◆ **Testo fornito**:
━━━━

Saprete capire questo scritto? Mah, credo molto pochi. La maggior parte nemmeno leggerà, crede che si debba solo lavorare, mai pensare, riflettere, approfondire certi temi decisivi per ogni mente degna di questo nome.

RELATIVISMO MORALE E SISTEMI DI VALORI TRANSEUNTI

Indubbiamente, è necessario viaggiare molto, porsi in relazione multilaterale con culture diverse, per acquisire il senso del relativismo di queste ultime, per accedere ad un reale “politeismo dei valori”. La stessa morale – che si erge come suprema regola, non scritta, del vivere in società – appare allora quale sedimento dei diversi percorsi culturali di popoli e civiltà differenti.
Senza voler troppo generalizzare, è possibile affermare tuttavia che il monolitismo culturale, la cristallizzazione di un’etica sempre eguale a se stessa, dettata da un’entità (in genere divina) superiore agli uomini, sono caratteristiche di società agrarie, stanziali, tendenzialmente autosufficienti e chiuse in se stesse. Gli scambi mercantili, i traffici e commerci, al contrario, conducono generalmente alla concezione del relativismo delle culture e, quindi, ad una maggiore tolleranza verso chi (e ciò che) è diverso.
La società capitalistica allora, in quanto società della generalizzazione degli scambi e dei traffici, della interconnessione mercantile tra popoli diversi, dovrebbe essere la società più tollerante, la società in cui più si afferma la visione “politeistica” dei valori. Ciò potrebbe forse essere vero – e lo è stato in certi periodi iniziali di sviluppo culturale borghese (si pensi all’illuminismo) – se la generalizzazione dei mercati non fosse fondata sul dominio del capitale nei confronti del lavoro e, dunque, sull’esistenza del mercato del lavoro, luogo di competizione e di scontro tra sezioni differenti del corpo sociale e – in epoca più recente – tra popoli, etnie, razze diversi.

━━━━

(Voci del dataset di segmentazione)

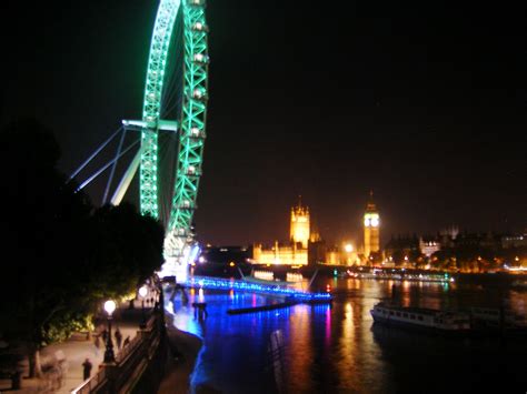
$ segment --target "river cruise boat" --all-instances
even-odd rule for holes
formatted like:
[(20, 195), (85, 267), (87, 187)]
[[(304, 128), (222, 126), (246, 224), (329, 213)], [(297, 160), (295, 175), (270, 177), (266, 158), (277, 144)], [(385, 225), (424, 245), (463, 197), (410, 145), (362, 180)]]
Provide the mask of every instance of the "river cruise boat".
[(386, 325), (450, 333), (470, 331), (470, 316), (463, 312), (400, 306), (389, 302), (379, 302), (370, 310), (370, 313), (374, 322)]
[(509, 310), (497, 307), (471, 307), (470, 317), (477, 327), (520, 329), (527, 332), (527, 317)]

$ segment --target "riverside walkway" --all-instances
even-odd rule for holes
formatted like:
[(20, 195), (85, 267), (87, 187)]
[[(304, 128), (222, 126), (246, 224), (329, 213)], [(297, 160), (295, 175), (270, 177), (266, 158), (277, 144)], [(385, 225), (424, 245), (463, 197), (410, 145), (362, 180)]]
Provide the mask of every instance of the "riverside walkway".
[[(141, 323), (141, 303), (135, 301), (135, 307), (129, 309), (129, 303), (122, 303), (113, 313), (112, 319), (112, 342), (113, 352), (119, 353), (117, 341), (115, 337), (116, 329), (122, 334), (122, 342), (129, 337), (133, 340)], [(146, 312), (150, 307), (145, 307)], [(92, 363), (91, 375), (96, 374), (99, 365), (102, 363), (105, 356), (106, 343), (100, 339), (100, 346), (96, 346), (96, 336), (100, 335), (101, 331), (107, 327), (106, 320), (101, 319), (98, 326), (91, 335), (88, 333), (74, 333), (67, 341), (54, 343), (46, 346), (40, 352), (41, 363), (44, 374), (41, 378), (29, 378), (29, 363), (28, 357), (23, 354), (23, 346), (21, 344), (10, 344), (12, 351), (18, 354), (23, 354), (24, 357), (19, 362), (19, 371), (21, 371), (21, 384), (19, 390), (12, 388), (12, 381), (9, 376), (1, 376), (0, 393), (71, 393), (83, 382), (82, 363), (89, 358)], [(90, 337), (91, 336), (91, 337)], [(10, 348), (3, 350), (9, 352)], [(54, 367), (52, 367), (54, 365)]]

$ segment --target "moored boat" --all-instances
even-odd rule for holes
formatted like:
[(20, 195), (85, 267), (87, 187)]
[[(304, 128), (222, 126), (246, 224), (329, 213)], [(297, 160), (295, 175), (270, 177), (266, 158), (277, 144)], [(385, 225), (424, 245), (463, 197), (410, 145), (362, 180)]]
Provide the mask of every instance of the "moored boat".
[(370, 310), (376, 323), (425, 329), (447, 333), (470, 331), (470, 316), (464, 312), (401, 306), (379, 302)]

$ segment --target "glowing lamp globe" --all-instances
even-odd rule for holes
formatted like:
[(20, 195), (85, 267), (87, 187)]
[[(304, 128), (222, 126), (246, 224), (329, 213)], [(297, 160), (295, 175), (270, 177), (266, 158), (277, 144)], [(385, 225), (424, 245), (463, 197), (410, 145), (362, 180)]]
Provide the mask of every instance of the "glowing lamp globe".
[(105, 311), (108, 313), (109, 316), (113, 313), (116, 310), (116, 302), (113, 300), (108, 300), (105, 302)]

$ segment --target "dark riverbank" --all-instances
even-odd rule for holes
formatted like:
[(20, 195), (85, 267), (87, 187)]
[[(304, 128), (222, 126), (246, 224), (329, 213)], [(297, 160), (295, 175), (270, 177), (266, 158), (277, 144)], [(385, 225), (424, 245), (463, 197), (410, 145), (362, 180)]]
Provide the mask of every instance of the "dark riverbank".
[(158, 394), (190, 393), (190, 382), (202, 341), (196, 335), (175, 327), (172, 316), (166, 313), (167, 333), (172, 353), (172, 360)]

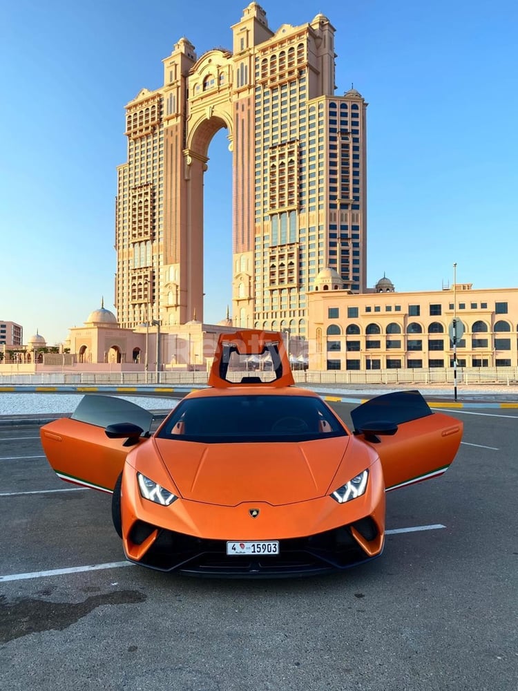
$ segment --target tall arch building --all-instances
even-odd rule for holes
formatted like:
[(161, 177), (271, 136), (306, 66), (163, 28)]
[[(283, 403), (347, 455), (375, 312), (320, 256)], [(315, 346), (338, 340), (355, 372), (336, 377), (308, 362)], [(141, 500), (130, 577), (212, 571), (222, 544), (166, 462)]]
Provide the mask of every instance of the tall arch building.
[(335, 95), (335, 29), (317, 15), (275, 32), (251, 3), (233, 49), (198, 57), (182, 38), (164, 84), (126, 106), (118, 168), (119, 323), (203, 319), (203, 176), (214, 134), (233, 160), (234, 325), (307, 334), (306, 293), (325, 267), (365, 290), (367, 104)]

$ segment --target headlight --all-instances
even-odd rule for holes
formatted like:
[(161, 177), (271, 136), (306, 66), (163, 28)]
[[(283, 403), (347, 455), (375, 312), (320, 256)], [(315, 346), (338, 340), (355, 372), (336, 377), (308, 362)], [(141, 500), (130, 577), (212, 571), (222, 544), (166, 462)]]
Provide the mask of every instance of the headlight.
[(137, 473), (137, 480), (139, 483), (140, 494), (144, 499), (148, 499), (150, 502), (161, 504), (162, 507), (169, 507), (178, 498), (176, 495), (173, 494), (172, 492), (161, 486), (157, 482), (153, 482), (152, 480), (143, 475), (142, 473)]
[(369, 471), (365, 470), (363, 473), (349, 480), (345, 484), (342, 485), (331, 495), (333, 499), (338, 504), (345, 504), (345, 502), (350, 502), (352, 499), (361, 497), (365, 494), (367, 489), (367, 480), (369, 477)]

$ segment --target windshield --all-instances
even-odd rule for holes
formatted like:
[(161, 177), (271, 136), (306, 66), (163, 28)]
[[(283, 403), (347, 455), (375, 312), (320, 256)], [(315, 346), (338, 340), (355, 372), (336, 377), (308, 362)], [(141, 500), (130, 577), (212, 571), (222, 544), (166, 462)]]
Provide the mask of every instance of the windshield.
[(319, 398), (256, 395), (188, 399), (157, 436), (208, 444), (307, 441), (346, 434)]

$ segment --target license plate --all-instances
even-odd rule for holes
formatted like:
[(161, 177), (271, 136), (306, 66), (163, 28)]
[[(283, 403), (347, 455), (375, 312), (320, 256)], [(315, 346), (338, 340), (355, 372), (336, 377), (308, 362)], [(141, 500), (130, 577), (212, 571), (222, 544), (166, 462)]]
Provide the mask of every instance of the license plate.
[(227, 542), (227, 553), (232, 554), (278, 554), (278, 540), (260, 540), (260, 542)]

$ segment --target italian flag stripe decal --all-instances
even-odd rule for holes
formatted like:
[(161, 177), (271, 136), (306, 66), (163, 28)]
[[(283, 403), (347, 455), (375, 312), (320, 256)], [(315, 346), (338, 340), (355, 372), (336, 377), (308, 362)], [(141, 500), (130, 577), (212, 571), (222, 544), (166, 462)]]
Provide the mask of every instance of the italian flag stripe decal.
[(98, 489), (101, 492), (107, 492), (108, 494), (113, 494), (113, 490), (108, 489), (108, 487), (103, 487), (100, 484), (94, 484), (93, 482), (87, 482), (86, 480), (66, 475), (66, 473), (61, 473), (59, 471), (55, 471), (55, 472), (58, 477), (61, 478), (61, 480), (64, 480), (66, 482), (72, 482), (73, 484), (80, 484), (83, 487), (90, 487), (90, 489)]
[(404, 482), (400, 482), (399, 484), (393, 484), (391, 487), (385, 487), (385, 491), (391, 492), (393, 489), (399, 489), (400, 487), (405, 487), (408, 484), (415, 484), (416, 482), (422, 482), (425, 480), (430, 480), (430, 477), (439, 477), (439, 475), (443, 475), (449, 467), (449, 465), (443, 466), (442, 468), (438, 468), (436, 471), (432, 471), (431, 473), (425, 473), (424, 475), (417, 475), (411, 480), (406, 480)]

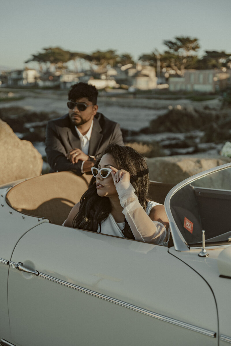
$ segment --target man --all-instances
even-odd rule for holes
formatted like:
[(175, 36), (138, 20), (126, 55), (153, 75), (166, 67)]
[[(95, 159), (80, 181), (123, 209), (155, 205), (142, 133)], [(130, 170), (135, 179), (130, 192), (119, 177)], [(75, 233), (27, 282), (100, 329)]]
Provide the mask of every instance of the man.
[(68, 113), (48, 122), (46, 152), (51, 171), (72, 171), (78, 175), (90, 172), (95, 157), (110, 143), (123, 145), (119, 124), (97, 111), (98, 92), (80, 82), (68, 93)]

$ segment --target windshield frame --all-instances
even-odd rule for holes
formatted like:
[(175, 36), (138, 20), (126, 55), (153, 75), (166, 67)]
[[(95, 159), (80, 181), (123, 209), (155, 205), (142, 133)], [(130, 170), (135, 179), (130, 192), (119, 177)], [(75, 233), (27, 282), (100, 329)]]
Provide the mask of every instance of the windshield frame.
[[(170, 190), (166, 196), (165, 200), (165, 208), (167, 216), (169, 220), (169, 227), (171, 229), (171, 233), (172, 237), (174, 247), (175, 249), (177, 251), (189, 251), (190, 249), (190, 247), (192, 246), (192, 244), (189, 244), (187, 243), (186, 239), (184, 238), (183, 235), (180, 231), (176, 223), (174, 220), (170, 207), (170, 202), (171, 198), (179, 190), (189, 184), (192, 183), (198, 178), (202, 178), (213, 172), (219, 172), (219, 171), (221, 171), (230, 167), (231, 167), (231, 163), (226, 163), (224, 165), (222, 165), (221, 166), (218, 166), (216, 167), (214, 167), (213, 168), (207, 170), (206, 171), (204, 171), (203, 172), (198, 173), (197, 174), (187, 178), (187, 179), (185, 179), (177, 184)], [(218, 242), (217, 242), (217, 245), (216, 245), (216, 246), (219, 246), (219, 244), (218, 243)], [(228, 243), (227, 244), (228, 245), (228, 241), (227, 243)], [(207, 246), (209, 246), (209, 243), (207, 243), (206, 244)], [(211, 244), (211, 246), (214, 246), (214, 243), (213, 243), (213, 245), (212, 245), (212, 243)], [(199, 247), (200, 244), (200, 243), (198, 243), (197, 246)], [(220, 246), (221, 246), (221, 244), (220, 245)]]

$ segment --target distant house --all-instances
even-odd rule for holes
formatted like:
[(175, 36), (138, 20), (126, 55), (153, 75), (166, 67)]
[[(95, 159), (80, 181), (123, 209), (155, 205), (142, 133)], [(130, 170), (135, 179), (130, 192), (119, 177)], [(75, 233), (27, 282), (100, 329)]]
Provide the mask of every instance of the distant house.
[(230, 76), (226, 69), (186, 70), (184, 77), (169, 79), (169, 90), (214, 93), (227, 89), (230, 85)]
[(60, 76), (60, 89), (69, 89), (73, 84), (79, 81), (79, 78), (84, 76), (83, 72), (75, 73), (73, 72), (65, 72)]
[(116, 88), (119, 86), (113, 79), (89, 79), (88, 84), (94, 85), (97, 89), (104, 89), (105, 88)]
[(60, 75), (52, 72), (45, 72), (39, 77), (37, 80), (40, 88), (53, 88), (59, 85)]
[(9, 74), (7, 84), (12, 86), (35, 85), (39, 76), (35, 70), (25, 69), (11, 71)]
[(158, 78), (156, 70), (150, 66), (142, 66), (136, 64), (135, 68), (131, 64), (128, 64), (127, 68), (122, 66), (117, 71), (115, 79), (119, 84), (124, 84), (141, 90), (148, 90), (157, 88)]
[(150, 66), (145, 66), (135, 75), (133, 86), (141, 90), (156, 89), (157, 86), (156, 70)]

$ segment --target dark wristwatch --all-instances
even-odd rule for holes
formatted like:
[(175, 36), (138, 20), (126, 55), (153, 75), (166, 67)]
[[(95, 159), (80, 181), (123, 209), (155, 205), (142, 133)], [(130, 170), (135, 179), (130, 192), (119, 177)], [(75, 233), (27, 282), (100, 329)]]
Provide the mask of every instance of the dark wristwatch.
[(94, 156), (92, 156), (92, 155), (88, 155), (89, 157), (88, 159), (88, 161), (95, 161), (96, 158)]

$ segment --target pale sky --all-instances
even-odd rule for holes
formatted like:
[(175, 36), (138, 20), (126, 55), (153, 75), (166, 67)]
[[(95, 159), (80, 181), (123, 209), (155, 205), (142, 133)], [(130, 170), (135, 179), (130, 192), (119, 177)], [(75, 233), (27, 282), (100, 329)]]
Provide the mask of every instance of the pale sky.
[(231, 0), (1, 0), (0, 66), (21, 69), (31, 54), (59, 46), (113, 49), (135, 59), (177, 36), (231, 52)]

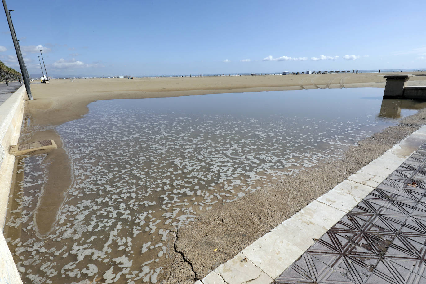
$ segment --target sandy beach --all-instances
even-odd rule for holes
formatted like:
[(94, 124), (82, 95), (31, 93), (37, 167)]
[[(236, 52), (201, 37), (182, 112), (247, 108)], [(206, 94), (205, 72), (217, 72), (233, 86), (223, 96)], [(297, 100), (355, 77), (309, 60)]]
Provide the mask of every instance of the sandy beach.
[[(34, 100), (26, 105), (21, 143), (53, 139), (58, 149), (49, 152), (43, 195), (35, 218), (42, 236), (48, 234), (71, 186), (72, 169), (55, 127), (86, 114), (88, 103), (121, 98), (165, 98), (230, 92), (342, 88), (384, 88), (383, 75), (351, 73), (299, 75), (98, 78), (51, 80), (31, 85)], [(398, 74), (422, 74), (422, 72)], [(409, 86), (426, 85), (414, 76)], [(395, 126), (351, 147), (342, 160), (302, 172), (296, 178), (259, 189), (200, 214), (192, 224), (169, 234), (169, 263), (158, 277), (164, 283), (193, 283), (241, 250), (300, 210), (358, 169), (425, 124), (426, 110), (404, 118)], [(285, 189), (285, 190), (283, 189)], [(49, 198), (46, 197), (49, 196)], [(217, 249), (217, 250), (215, 250)]]

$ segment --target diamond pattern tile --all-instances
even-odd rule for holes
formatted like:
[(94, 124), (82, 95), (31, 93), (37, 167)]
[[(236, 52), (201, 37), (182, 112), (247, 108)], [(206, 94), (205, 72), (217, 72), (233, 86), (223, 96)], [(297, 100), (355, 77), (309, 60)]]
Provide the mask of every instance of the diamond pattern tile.
[(273, 284), (426, 283), (426, 143)]

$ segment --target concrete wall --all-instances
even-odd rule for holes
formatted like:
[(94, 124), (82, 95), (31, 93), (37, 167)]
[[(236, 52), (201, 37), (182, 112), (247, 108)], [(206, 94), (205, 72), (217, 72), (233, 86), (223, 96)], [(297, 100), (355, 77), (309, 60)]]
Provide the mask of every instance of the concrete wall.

━━━━

◆ **Esercizi da svolgere**:
A - Copia dal testo sul relativismo morale il passo che comincia con "Saprete capire questo" e prosegue fino a "e civiltà differenti.".
B - Ripeti senza modifiche le righe delle voci dall'inizio fino alla riga con "332), (527, 317)]", compresa, escludendo le immagini dalla risposta.

◆ **Risultati**:
A -
Saprete capire questo scritto? Mah, credo molto pochi. La maggior parte nemmeno leggerà, crede che si debba solo lavorare, mai pensare, riflettere, approfondire certi temi decisivi per ogni mente degna di questo nome.

RELATIVISMO MORALE E SISTEMI DI VALORI TRANSEUNTI

Indubbiamente, è necessario viaggiare molto, porsi in relazione multilaterale con culture diverse, per acquisire il senso del relativismo di queste ultime, per accedere ad un reale “politeismo dei valori”. La stessa morale – che si erge come suprema regola, non scritta, del vivere in società – appare allora quale sedimento dei diversi percorsi culturali di popoli e civiltà differenti.

B -
$ segment --target "river cruise boat" --all-instances
even-odd rule for holes
formatted like:
[(20, 195), (85, 267), (87, 187)]
[[(304, 128), (222, 126), (246, 224), (329, 213)], [(297, 160), (295, 175), (270, 177), (266, 158), (277, 144)], [(385, 225), (424, 245), (463, 197), (410, 145), (362, 180)]]
Provide the mask of every instance of the "river cruise boat".
[(386, 325), (450, 333), (470, 331), (470, 316), (463, 312), (400, 306), (389, 302), (379, 302), (370, 310), (370, 313), (374, 322)]
[(509, 310), (497, 307), (471, 307), (470, 317), (477, 327), (520, 329), (527, 332), (527, 317)]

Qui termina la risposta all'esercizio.